Begin

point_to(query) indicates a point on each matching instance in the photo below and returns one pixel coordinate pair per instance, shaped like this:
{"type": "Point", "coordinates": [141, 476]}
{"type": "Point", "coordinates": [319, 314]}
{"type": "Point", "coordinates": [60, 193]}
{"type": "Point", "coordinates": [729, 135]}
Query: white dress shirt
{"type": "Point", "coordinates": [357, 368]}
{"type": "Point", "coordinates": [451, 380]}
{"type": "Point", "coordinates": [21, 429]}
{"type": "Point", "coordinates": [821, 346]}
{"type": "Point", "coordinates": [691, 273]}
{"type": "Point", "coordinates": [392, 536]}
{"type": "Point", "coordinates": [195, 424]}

End

» Problem to solve
Each entry must be reproduced verbatim.

» Finished task
point_to(query) indicates a point on each matching instance in the photo below and returns one pixel coordinate pair per instance, shaped like this:
{"type": "Point", "coordinates": [141, 476]}
{"type": "Point", "coordinates": [319, 314]}
{"type": "Point", "coordinates": [60, 193]}
{"type": "Point", "coordinates": [729, 135]}
Query: white dress shirt
{"type": "Point", "coordinates": [357, 368]}
{"type": "Point", "coordinates": [451, 380]}
{"type": "Point", "coordinates": [21, 429]}
{"type": "Point", "coordinates": [821, 346]}
{"type": "Point", "coordinates": [691, 273]}
{"type": "Point", "coordinates": [392, 536]}
{"type": "Point", "coordinates": [195, 424]}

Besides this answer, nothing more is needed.